#### [Data for the task]
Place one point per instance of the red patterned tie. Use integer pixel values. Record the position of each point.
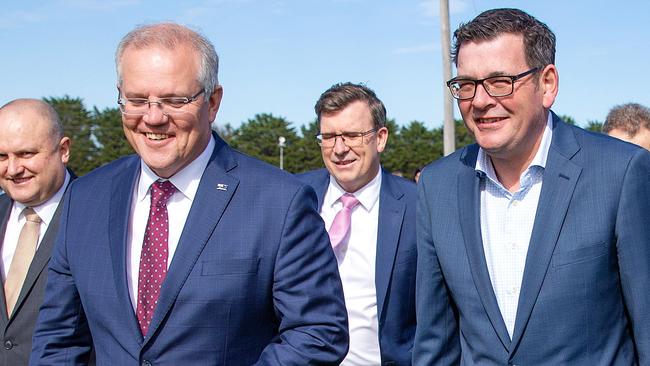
(153, 258)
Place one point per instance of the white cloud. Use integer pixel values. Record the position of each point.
(19, 18)
(423, 48)
(431, 8)
(99, 5)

#### [Requirements]
Restate each entry word for word, please, but drop any images it holds.

#### [Result of this task]
Place one point per instance of the red patterned tie. Use integer pixel values. Record the position of each point.
(153, 258)
Place one point per instance of the white cloud. Use integer pixel values. Record the position of each point.
(19, 18)
(423, 48)
(431, 8)
(99, 5)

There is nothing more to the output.